Start Data provided

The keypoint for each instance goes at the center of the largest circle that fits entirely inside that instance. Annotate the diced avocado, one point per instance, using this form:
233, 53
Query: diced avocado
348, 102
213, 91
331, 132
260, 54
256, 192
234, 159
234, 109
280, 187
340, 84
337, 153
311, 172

End Data provided

Rewrite every line of the listing above as a JSON list of strings, one string per line, leaving out any blank lines.

[
  "The keypoint for each instance goes at the center of the largest circle that fits entirely inside that instance. Annotate the diced avocado, one point per instance, using this form:",
  "233, 53",
  "Query: diced avocado",
  "348, 102",
  "213, 91",
  "331, 132",
  "260, 54",
  "256, 192",
  "234, 159",
  "234, 109",
  "280, 187",
  "340, 84",
  "337, 153",
  "311, 172"
]